  • The destruction facilities that Tradewater uses continuously monitor the incineration process during destruction events to ensure that over 99.99% of the ODS is destroyed. This monitoring is mandated by regulatory protocols and is part of the verification process to which projects are subjected.
  • Tradewater accounts for the project emissions created during the collection, transport, and destruction of ODS, and the number of offsets issued is reduced by a corresponding amount. The protocols that we use also build in other reductions to account for substitute chemicals that will be used to replace the destroyed refrigerants. Tradewater publishes this information in the documentation for all its ODS destruction projects. These documents outline how the material was obtained, the project emissions calculations, the test results, and the amount and type of ODS chemicals destroyed, among other information.

···

• **To do**
A: Answer these questions from the excerpt on Tradewater's ODS destruction:
(i) What share of the ODS do the destruction facilities' monitoring ensure is destroyed?
(ii) What do the protocols build in other reductions to account for?
(iii) Where does Tradewater publish this information?
B: Continue the excerpt on Tradewater's ODS destruction from the last sentence shown.

• **Listed records**
···

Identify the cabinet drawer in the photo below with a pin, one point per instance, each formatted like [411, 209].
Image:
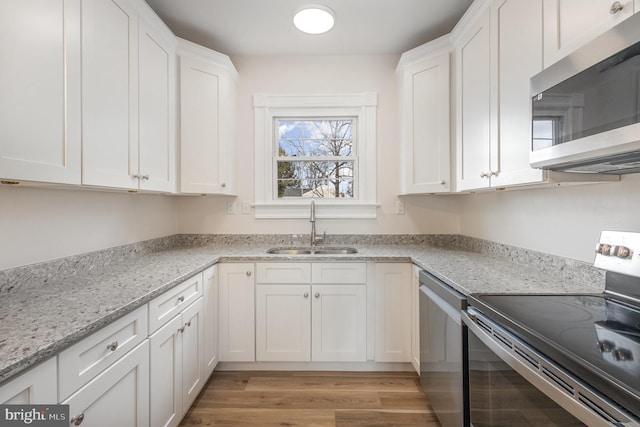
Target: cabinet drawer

···

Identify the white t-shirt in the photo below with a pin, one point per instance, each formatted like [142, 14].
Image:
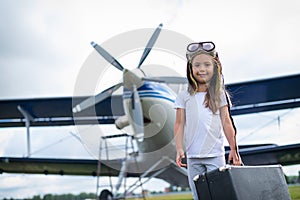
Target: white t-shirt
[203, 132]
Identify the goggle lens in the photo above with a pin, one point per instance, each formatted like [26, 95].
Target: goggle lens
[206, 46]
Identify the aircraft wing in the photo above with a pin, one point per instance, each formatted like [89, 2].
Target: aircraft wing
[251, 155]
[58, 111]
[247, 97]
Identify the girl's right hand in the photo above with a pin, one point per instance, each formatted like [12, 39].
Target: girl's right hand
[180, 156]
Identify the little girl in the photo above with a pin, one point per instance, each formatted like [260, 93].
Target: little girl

···

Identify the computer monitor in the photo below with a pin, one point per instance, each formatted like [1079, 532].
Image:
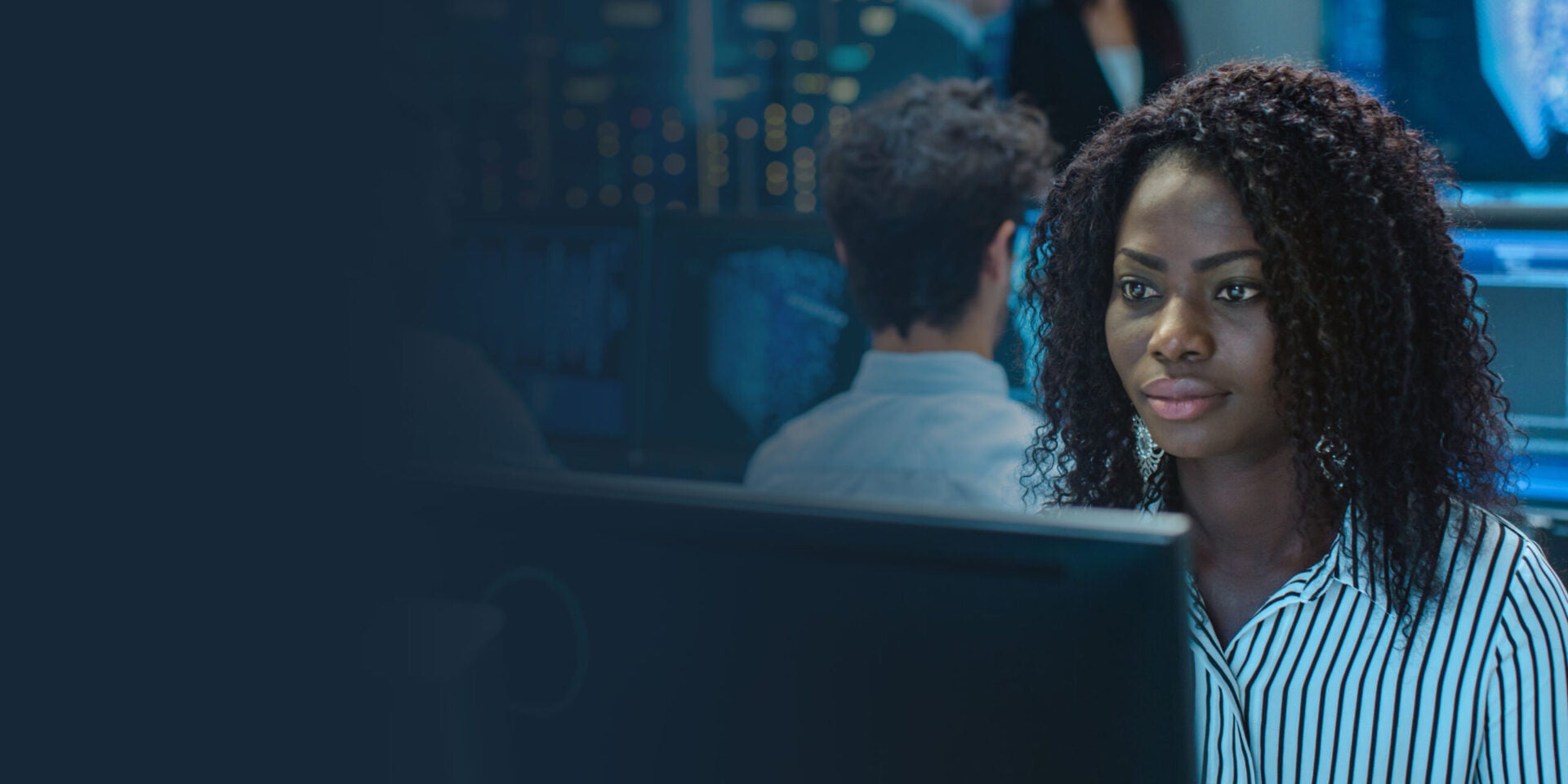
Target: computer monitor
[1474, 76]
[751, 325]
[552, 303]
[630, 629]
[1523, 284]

···

• **Solved problems**
A:
(i) Over 99.99%.
(ii) Substitute chemicals that will be used to replace the destroyed refrigerants.
(iii) In the documentation for all its ODS destruction projects.

B:
  • Additionality

    It is a basic requirement of all carbon offset projects that the underlying project activities are additional. “Additional” means that the projects would not happen in the absence of a carbon market. Tradewater’s halocarbon projects simply would not happen – and the gases would be left to escape into the atmosphere – without the sale of the resulting carbon offset credits. This is because there is no mandate to collect and destroy these gases. It is still permissible to buy, sell, and use halocarbons that were produced before the ban. There are other reasons halocarbon destruction projects are additional:

    • There are no incentives or financial mechanisms to encourage halocarbon destruction. According to the International Energy Agency and United Nations Environment Program, “there is rarely funding nor incentive” to recover and destroy ozone depleting substances in storage tanks and discarded equipment. And collecting, transporting, and destroying halocarbons is time-intensive and expensive. The burden to collect and destroy these gases therefore remains prohibitive outside of carbon offset markets—meaning that if organizations like Tradewater do not do this work, nobody else will.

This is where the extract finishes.